Supplied material START

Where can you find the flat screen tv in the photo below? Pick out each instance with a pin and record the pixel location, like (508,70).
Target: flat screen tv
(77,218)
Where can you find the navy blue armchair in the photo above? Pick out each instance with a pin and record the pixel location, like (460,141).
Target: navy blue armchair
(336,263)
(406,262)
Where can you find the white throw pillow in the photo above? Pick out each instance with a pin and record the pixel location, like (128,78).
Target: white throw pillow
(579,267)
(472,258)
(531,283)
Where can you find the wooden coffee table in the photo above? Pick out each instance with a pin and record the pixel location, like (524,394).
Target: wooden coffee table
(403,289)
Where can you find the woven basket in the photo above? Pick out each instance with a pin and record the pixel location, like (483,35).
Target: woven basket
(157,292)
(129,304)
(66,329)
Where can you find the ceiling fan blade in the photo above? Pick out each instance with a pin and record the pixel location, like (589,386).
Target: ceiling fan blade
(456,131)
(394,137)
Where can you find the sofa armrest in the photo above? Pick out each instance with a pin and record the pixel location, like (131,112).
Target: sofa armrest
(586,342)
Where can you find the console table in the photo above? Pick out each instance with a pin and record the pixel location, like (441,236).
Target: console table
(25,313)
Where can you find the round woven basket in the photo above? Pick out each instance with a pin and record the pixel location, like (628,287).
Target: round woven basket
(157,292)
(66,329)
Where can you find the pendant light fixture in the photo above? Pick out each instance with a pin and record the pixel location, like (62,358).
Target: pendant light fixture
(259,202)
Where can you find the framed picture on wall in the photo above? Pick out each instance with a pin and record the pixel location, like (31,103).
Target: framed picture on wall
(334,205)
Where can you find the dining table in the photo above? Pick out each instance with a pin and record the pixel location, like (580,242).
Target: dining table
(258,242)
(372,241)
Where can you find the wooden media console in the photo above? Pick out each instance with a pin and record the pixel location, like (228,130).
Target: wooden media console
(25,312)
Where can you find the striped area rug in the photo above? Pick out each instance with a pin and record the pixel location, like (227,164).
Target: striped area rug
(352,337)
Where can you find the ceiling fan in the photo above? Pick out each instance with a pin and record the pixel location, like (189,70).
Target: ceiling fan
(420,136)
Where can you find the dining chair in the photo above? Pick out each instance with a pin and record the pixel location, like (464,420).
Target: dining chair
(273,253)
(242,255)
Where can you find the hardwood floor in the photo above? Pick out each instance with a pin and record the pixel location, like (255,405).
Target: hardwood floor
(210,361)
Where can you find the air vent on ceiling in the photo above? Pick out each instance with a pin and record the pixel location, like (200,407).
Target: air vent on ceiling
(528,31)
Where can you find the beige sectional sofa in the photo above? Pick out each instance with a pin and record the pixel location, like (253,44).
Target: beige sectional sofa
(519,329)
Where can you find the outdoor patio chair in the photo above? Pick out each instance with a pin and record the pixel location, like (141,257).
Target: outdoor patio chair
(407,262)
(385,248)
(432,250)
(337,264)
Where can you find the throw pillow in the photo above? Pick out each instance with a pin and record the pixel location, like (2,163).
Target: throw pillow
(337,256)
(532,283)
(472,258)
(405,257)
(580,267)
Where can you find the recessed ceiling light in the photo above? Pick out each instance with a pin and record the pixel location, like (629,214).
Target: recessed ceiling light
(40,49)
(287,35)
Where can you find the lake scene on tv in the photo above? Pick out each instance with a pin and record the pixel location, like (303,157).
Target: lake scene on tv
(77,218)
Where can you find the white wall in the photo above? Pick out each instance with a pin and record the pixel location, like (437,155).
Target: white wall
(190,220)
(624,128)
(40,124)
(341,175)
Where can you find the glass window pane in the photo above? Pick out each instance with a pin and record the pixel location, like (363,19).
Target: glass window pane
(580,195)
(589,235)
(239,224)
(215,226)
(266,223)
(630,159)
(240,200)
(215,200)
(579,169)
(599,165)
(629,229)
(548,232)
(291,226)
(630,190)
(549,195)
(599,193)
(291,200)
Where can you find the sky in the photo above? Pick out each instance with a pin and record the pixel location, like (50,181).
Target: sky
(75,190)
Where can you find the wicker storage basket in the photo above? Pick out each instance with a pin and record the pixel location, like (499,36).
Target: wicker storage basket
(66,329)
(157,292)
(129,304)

Supplied material END

Exercise prompt:
Each record needs to be duplicated exactly as given.

Response:
Where can you find the flat screen tv in the photo below? Pick out each instance with a pin and record the pixel location, like (508,70).
Target: flat screen tv
(77,218)
Where can you find the navy blue armchair in the photo above? Pick out each instance with a pin and record the pixel location, like (460,141).
Target: navy blue armchair
(336,263)
(406,262)
Where can you find the white throw pillow in the photo above? Pick out each instance with a pin and record the pixel location, like (128,78).
Target: white throw pillow
(579,267)
(472,258)
(531,283)
Where can you find the wooden coffee table in the photo above? Pick out each instance with a pin and record the pixel location, like (524,394).
Target: wooden coffee table
(403,289)
Where can you find the woven basket in the photo above? Pick out each instance with a pin and record the pixel location, like (483,35).
Target: woven basket
(157,292)
(129,304)
(66,329)
Where can you find the ceiling fan blade in the photo above? Pick out each instance with a pin and record the pixel location, like (589,386).
Target: ceiling fan blade
(456,131)
(394,137)
Where can you find the sofa armrest in the photo above? Pick out each instance with a pin and record the pixel location, like (131,112).
Target: sofa armrest
(586,342)
Where can you find the console table in the photo above? Pick out each instance with a pin and record the pixel location, like (441,236).
Target: console table
(25,313)
Where can you find the round woven basket in the photo above? Pick out each instance with a pin and record the pixel location, like (628,287).
Target: round woven basket
(157,292)
(66,329)
Where can you find the pendant light fixture in the photo above? Pick out each instance with a pin and record the pixel location, like (62,358).
Target: pendant light fixture
(259,202)
Where can you find the framed picture on wall in the photo above? Pick out each instance with a pin and record the pixel location, like (31,103).
Target: framed picture on wall
(334,205)
Where can you find the dining table in the photo above? Pick out each instance with a pin and record the pixel location, like (580,242).
Target: dining table
(258,242)
(372,241)
Where can you find the wooden media console in the photo above? Pick out each instance with a pin and record the pixel location, like (228,130).
Target: wooden media console
(25,312)
Where can you find the striped area rug in the photo above? Pick out each instance with a pin and record the pixel location, like (227,164).
Target: striped area rug
(352,337)
Where can you find the ceiling fan in the photo above? Pick out each instance with a pin and record the pixel location, like (189,70).
Target: ceiling fan
(420,136)
Where can you find the dining chair in the photo above? Pick out each instance with a pin and record the pixel location, like (464,420).
Target: dining chair
(273,253)
(242,255)
Where can you find the hardwood floor in the photo above? Pick out each instance with a pin and record the pixel location, like (255,405).
Target: hardwood floor
(210,361)
Where can you find the air vent on ceiling in the photo above? Pick out each instance with a pin and record the pixel location, like (200,407).
Target: air vent on ceiling
(528,31)
Where can you find the beige sectional sofa in the photo above? Pick out each instance with a pin and record the pixel location, like (253,44).
Target: beige sectional sofa
(519,329)
Where can you find the outdoor patio chair in the photo above? Pick out each instance with a pin and record the pixel location, like (141,257).
Target: outdoor patio chair
(407,262)
(385,248)
(432,250)
(337,264)
Where can you find the throw pillow in the photo above? Pick out each instance with a pin and record the pixel location, like (2,163).
Target: throw pillow
(337,256)
(532,283)
(472,258)
(405,257)
(580,267)
Where can you find the recessed ceiling light in the photo above? Pick out each instance with a pin and record the pixel location, like (629,214).
Target: recessed ceiling light
(40,49)
(287,35)
Where can you find the lake scene on tv in the photo above? Pick out each instance with a pin and record the pixel location, like (303,157).
Target: lake scene on tv
(77,218)
Where can you find the white wall in the photo above? Pick out each instance with a pin and record the pixel location, like (437,155).
Target: white wall
(190,220)
(624,128)
(40,124)
(341,175)
Where can you find the glass window pane in the photo above? Pick out each instance with a pin and record the pixel location, like (363,19).
Target: glass window pane
(580,195)
(589,235)
(239,224)
(215,226)
(266,223)
(630,159)
(240,200)
(215,200)
(579,169)
(599,165)
(629,229)
(548,232)
(291,226)
(630,190)
(549,195)
(599,193)
(291,200)
Where can you find the sky in the photo above? Pick out each instance with a pin and record the pixel location, like (50,181).
Target: sky
(75,190)
Where can you find the wicker storage basket in the photo above? Pick out each instance with a pin and record the pixel location, like (499,36).
Target: wicker storage basket
(66,329)
(157,292)
(129,304)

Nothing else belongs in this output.